» **Document extract**
=-=-=
At least one court has found that a debtor is not required to exhaust the self-insured retention before coverage was triggered, and that the debtor’s failure to pay the retention is not a breach of the policy. Indeed, particularly where the policy provides (as it does in most cases) that the insured’s bankruptcy does not relieve the insurer of its obligations, a self-insured retention provision should not contradict or trump this condition. Some courts, however, have held that payment of the self-insured retention is a condition precedent to coverage under the policy. And although coverage may be triggered absent payment of the self-insured retention, the insurer may not be obligated to pay the self-insured amount where there is no specific “drop-down” provision in the policy requiring this result. Perhaps in an attempt to avoid such a result and maximize insurance proceeds, some courts have suggested alternative means for satisfying the self-insured retention if necessary, such as the grant of an unsecured claim for payment of the retention.
The Third Party’s Perspective
Insurance policies are also a valuable asset to those with claims against an insolvent company. Where a corporate defendant has limited assets or is bankrupt, its insurance policy may be the most likely source of funds for plaintiffs seeking recovery from the corporation. But just as it does for policyholders themselves, the bankruptcy context presents unique challenges for third parties seeking to recover from a bankrupt corporation’s insurer.
The Automatic Stay: When Does it Apply? The automatic stay is one of the bedrock principles of bankruptcy law. It stays any pending legal proceeding against the debtor and prevents the filing of new claims or counterclaims against the debtor. But does the automatic stay preclude a third party from pursuing the policy proceeds of a bankrupt insured? While the automatic stay applies to policy proceeds that the debtor has an interest in, most courts hold that, where a third-party claim is covered by an insurance policy, the automatic stay should be lifted and the claim allowed to proceed outside the bankruptcy case.
=-=-=
» **Study material**
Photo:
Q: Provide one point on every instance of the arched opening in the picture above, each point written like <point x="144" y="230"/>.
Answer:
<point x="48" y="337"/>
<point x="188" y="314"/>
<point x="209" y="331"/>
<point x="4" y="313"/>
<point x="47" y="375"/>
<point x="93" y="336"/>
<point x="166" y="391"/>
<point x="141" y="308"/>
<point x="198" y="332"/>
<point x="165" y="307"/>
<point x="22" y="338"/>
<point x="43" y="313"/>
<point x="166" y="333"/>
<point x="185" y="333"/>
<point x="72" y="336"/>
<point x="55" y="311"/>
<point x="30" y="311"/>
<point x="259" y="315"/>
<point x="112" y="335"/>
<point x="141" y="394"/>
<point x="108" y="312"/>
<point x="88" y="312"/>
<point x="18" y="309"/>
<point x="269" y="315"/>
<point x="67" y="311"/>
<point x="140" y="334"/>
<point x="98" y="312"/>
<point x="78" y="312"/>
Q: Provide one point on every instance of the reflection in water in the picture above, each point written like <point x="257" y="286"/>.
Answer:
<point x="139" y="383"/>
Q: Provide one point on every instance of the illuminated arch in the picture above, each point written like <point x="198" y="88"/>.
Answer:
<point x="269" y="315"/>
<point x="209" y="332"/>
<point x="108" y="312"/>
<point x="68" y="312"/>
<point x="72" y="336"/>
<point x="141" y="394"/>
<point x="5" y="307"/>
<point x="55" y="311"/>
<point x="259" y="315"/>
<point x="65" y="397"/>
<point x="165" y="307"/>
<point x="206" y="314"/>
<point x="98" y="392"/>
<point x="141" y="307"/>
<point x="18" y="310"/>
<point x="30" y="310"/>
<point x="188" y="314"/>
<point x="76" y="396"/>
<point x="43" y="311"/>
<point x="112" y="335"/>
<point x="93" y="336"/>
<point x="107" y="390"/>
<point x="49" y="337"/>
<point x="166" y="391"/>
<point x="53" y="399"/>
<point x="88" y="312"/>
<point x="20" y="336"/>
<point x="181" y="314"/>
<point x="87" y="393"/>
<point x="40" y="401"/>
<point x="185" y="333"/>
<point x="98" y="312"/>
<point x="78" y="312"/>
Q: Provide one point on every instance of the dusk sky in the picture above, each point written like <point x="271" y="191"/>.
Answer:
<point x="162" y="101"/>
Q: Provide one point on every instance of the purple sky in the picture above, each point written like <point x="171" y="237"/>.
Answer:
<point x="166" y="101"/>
=-=-=
» **Task details**
Continue the text on insurance policies in bankruptcy from the point where it ends. The items were drawn from a separate source.

» **Exercise result**
Courts look to a variety of factors to determine whether the stay should be lifted and litigation should be permitted to continue in another forum. Some of these factors include whether the action primarily involves third parties, whether the debtor’s insurer has assumed full responsibility for the defense of the action, whether relief would result in a partial or complete resolution of the issues, and the strength of the connection with or interference with the bankruptcy case. The burden of proof on a motion to lift or modify the stay rests with the movant (the party that made the motion) to show cause, and then shifts to the debtor to establish that it is entitled to the continued protection of the bankruptcy court. The decision of whether to lift the stay, however, is within the discretion of the bankruptcy judge.
Impact of Section 524’s Discharge of Liability: The discharge of the debtor’s liability provided by Section 524 of the Bankruptcy Code normally precludes further claims against the debtor. Importantly, however, Section 524 should not affect an insurer’s liability for a debt. Indeed, courts have recognized that the debtor suffers little prejudice when they are sued by plaintiffs primarily for the purpose of obtaining a judgment that would then allow the plaintiff to seek recovery from the debtor’s insurer.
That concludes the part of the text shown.